II. Pero demos un paso atrás, hacia la idea de la trascendencia divina. Y bien, precisa Bateson, si se sitúa a Dios afuera y se lo pone frente a su creación con la idea de haber sido creados a su imagen y semejanza, nos veremos naturalmente afuera y en contra de las cosas que nos circundan. Así, en el momento en el que nos arrogamos todo derecho y poder, el mundo circunstante aparece sin ningún derecho.
Este asunto necesita un pequeño paréntesis. Su núcleo, en efecto, está ya bien presente en el poema de Friedrich Schiller «Los dioses de Grecia» (1788), incluido en Poemas filosóficos (2).
Cuando reinaban las antiguas divinidades paganas, explica el autor, todo era muy distinto de la época moderna. Como ha observado, entre otros, Fabio Brotto, el texto cuestiona en primer lugar el papel del poeta en un universo cristiano, donde la afirmación de un Dios único y trascendente, absolutamente otro con respecto al mundo y a la naturaleza que ha creado, abre este mundo y esta naturaleza a la investigación científica y permite la reducción mecanicista:
Donde ahora, como dicen nuestros sabios,
sólo gira una bola de fuego inanimada,
conducía entonces su carruaje dorado
Helios con serena majestad.
Según Schiller (por muchas razones en sintonía con Hölderlin), los astros ya no son dioses, sino pura materia conducida por fuerzas físicas que la mente físico-matemática del ser humano puede percibir, o sea una realidad cuantitativa y calculable, y por lo tanto una realidad apoética. Y aquí tenemos la desgarradora invocación final:
Hermoso mundo, ¿dónde estás? ¡Vuelve,
amable apogeo de la naturaleza!

Consigna 1
Según el texto sobre la trascendencia divina, ¿en qué año se escribió el poema «Los dioses de Grecia»?
Consigna 2
Continúa el texto sobre la trascendencia divina y el poema de Schiller a partir de su última línea.
Los registros son un material aparte, sin relación con el texto.

Datos mostrados
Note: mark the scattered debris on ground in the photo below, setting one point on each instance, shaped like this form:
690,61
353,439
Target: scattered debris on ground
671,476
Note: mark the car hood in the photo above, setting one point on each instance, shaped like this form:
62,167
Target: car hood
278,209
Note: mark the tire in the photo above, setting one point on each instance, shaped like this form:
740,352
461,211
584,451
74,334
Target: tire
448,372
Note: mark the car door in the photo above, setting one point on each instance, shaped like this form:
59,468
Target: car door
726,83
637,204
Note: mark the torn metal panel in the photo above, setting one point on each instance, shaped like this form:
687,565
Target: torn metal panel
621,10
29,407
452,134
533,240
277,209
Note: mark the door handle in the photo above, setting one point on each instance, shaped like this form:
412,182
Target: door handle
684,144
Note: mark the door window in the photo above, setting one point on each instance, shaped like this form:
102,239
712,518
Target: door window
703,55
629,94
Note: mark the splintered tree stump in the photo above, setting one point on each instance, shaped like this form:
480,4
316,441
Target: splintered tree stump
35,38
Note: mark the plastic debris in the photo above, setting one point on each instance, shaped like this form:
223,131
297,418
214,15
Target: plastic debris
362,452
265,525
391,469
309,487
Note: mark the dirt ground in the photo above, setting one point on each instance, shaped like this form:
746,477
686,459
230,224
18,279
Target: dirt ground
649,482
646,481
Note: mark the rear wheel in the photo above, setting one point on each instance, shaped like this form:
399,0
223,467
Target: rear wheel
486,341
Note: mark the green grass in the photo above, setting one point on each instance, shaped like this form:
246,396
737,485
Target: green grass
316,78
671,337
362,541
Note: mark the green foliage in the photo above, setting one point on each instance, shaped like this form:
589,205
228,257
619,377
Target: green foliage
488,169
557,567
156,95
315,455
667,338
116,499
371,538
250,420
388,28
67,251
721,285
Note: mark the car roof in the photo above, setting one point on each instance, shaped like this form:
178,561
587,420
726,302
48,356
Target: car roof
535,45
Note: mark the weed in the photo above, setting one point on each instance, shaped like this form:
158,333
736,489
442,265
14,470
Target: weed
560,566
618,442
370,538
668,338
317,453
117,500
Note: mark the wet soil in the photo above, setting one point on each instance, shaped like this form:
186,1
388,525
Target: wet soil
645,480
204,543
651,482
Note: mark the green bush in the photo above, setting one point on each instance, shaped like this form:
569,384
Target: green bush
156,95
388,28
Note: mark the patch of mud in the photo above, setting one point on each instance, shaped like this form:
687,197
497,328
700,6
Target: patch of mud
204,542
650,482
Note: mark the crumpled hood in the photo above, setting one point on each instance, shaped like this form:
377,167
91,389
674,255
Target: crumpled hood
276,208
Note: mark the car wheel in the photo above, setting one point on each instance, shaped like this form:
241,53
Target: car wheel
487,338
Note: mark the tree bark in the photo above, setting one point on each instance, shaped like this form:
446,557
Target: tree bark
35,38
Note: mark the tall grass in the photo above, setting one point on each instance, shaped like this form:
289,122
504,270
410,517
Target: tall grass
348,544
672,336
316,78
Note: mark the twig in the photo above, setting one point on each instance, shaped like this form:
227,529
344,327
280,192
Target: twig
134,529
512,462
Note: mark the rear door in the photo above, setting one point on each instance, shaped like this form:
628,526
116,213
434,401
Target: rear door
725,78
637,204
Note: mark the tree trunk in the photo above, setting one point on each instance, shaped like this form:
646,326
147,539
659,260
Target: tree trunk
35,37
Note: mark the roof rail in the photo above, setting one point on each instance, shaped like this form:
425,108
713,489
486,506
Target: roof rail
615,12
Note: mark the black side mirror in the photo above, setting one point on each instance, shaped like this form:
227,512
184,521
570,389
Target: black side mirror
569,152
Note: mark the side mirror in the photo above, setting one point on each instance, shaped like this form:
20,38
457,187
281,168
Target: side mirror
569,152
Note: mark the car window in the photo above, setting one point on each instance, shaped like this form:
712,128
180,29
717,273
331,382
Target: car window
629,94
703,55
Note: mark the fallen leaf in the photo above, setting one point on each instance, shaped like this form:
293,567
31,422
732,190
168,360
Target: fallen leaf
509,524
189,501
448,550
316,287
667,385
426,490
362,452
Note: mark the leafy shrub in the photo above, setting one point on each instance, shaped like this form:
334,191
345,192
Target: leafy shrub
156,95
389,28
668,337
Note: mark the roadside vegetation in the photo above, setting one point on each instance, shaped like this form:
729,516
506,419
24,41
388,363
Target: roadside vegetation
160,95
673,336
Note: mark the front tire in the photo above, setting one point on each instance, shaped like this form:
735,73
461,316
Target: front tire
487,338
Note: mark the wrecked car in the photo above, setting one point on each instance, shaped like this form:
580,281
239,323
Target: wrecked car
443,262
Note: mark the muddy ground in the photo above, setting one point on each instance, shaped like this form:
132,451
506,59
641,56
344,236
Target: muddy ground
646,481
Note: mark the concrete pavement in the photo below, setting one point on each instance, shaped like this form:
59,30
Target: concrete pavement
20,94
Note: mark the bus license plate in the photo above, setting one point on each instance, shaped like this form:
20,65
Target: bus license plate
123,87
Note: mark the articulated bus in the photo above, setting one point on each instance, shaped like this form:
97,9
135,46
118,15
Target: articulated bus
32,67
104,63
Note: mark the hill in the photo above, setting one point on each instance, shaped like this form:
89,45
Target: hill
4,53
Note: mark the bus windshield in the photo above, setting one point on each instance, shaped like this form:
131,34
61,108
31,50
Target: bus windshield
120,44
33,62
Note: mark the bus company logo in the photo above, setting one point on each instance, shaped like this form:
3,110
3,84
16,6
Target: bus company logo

Respuesta 1
En 1788.

Respuesta 2
Ay, sólo en el país encantado de la poesía
habita aún tu huella fabulosa.
El campo despoblado se entristece,
ninguna divinidad se ofrece a mi mirada.
De aquella imagen cálida de vida
sólo quedan las sombras.
Todas aquellas flores han caído
ante el terrible viento del Norte,
para enriquecer a uno entre todos
tuvo que perecer ese mundo de dioses.
Con tristeza te busco en el curso de los astros,
a ti, Selene, ya no te encuentro allí,
por los bosques te llamo, por las olas,
pero resuenan vacíos.
Sin conciencia de los deleites que brinda,
por su propia gloria jamás arrobada,
jamás vista por el genio que la guía,
por amor de mi dicha, dichosa jamás,
fría ante la honra de su propio artista,
semejante al golpe muerto de la péndola,
servil obedece a la ley de lo grave,
desnuda de Dioses, la Naturaleza.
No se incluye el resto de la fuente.